— BEGIN —

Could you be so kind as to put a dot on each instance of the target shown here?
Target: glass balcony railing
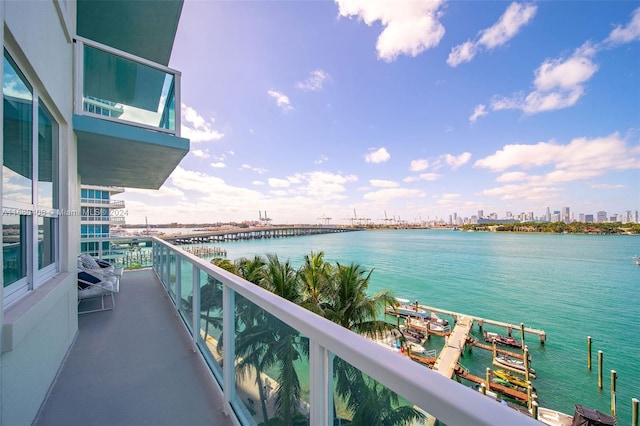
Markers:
(288, 360)
(117, 86)
(114, 204)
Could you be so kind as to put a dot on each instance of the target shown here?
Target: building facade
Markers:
(101, 219)
(82, 104)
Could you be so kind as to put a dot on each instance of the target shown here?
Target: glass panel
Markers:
(361, 400)
(17, 148)
(14, 248)
(186, 292)
(272, 367)
(120, 88)
(211, 323)
(171, 284)
(47, 159)
(46, 241)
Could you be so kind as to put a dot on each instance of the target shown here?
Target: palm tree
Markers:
(350, 306)
(315, 276)
(266, 342)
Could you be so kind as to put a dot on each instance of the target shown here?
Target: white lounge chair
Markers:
(92, 286)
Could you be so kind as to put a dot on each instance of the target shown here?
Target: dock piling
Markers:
(600, 370)
(614, 376)
(534, 410)
(526, 363)
(488, 377)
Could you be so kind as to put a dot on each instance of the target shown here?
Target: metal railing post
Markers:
(228, 344)
(195, 307)
(318, 384)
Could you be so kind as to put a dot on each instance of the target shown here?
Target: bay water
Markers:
(570, 286)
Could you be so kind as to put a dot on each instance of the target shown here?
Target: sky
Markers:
(322, 111)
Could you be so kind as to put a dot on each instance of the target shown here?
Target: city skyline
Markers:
(316, 109)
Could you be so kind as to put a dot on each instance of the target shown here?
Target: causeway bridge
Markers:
(239, 234)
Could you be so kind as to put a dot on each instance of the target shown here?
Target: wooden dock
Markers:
(495, 387)
(448, 359)
(476, 343)
(481, 321)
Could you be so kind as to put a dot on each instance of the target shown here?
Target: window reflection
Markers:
(47, 159)
(14, 248)
(46, 241)
(17, 131)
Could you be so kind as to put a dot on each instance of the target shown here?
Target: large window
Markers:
(30, 186)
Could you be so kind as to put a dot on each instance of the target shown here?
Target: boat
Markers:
(433, 324)
(413, 335)
(512, 364)
(501, 340)
(553, 418)
(415, 348)
(405, 309)
(510, 378)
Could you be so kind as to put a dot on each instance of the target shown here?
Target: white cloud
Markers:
(515, 17)
(325, 185)
(388, 194)
(607, 186)
(558, 84)
(551, 165)
(378, 156)
(409, 27)
(457, 161)
(512, 20)
(381, 183)
(278, 183)
(430, 176)
(196, 128)
(314, 82)
(462, 53)
(258, 170)
(418, 165)
(200, 153)
(478, 112)
(511, 177)
(450, 196)
(281, 99)
(628, 33)
(321, 160)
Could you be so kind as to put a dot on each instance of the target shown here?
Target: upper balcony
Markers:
(126, 108)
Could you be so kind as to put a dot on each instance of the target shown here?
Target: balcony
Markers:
(210, 303)
(133, 365)
(112, 204)
(126, 108)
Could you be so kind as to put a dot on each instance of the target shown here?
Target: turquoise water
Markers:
(571, 286)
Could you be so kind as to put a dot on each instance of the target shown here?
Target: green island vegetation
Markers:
(265, 344)
(607, 228)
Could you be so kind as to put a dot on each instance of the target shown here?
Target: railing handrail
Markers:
(126, 55)
(440, 396)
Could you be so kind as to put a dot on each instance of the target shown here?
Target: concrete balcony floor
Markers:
(133, 365)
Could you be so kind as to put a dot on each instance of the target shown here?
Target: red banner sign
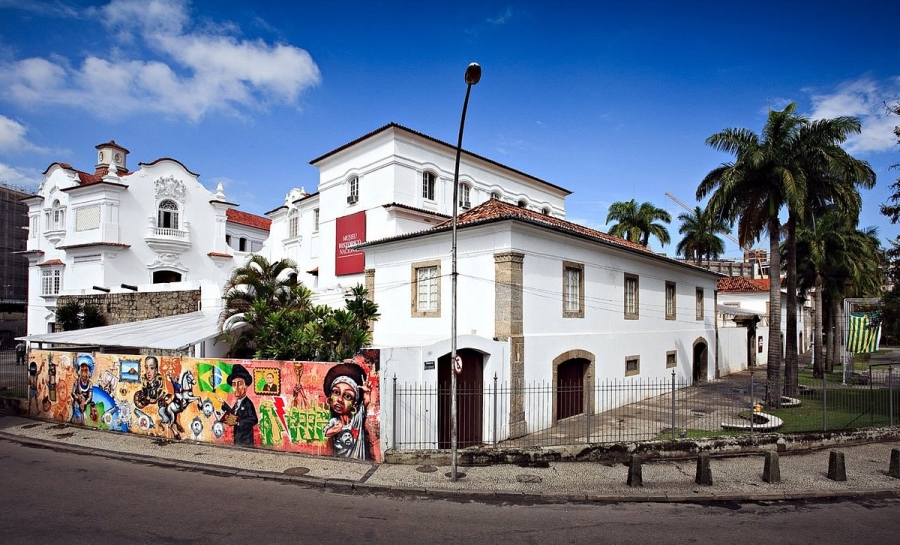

— END —

GIVEN PROBLEM » How many lines in the items contain the string "balcony"? Case counts. Reply with the number only.

TASK RESPONSE » 4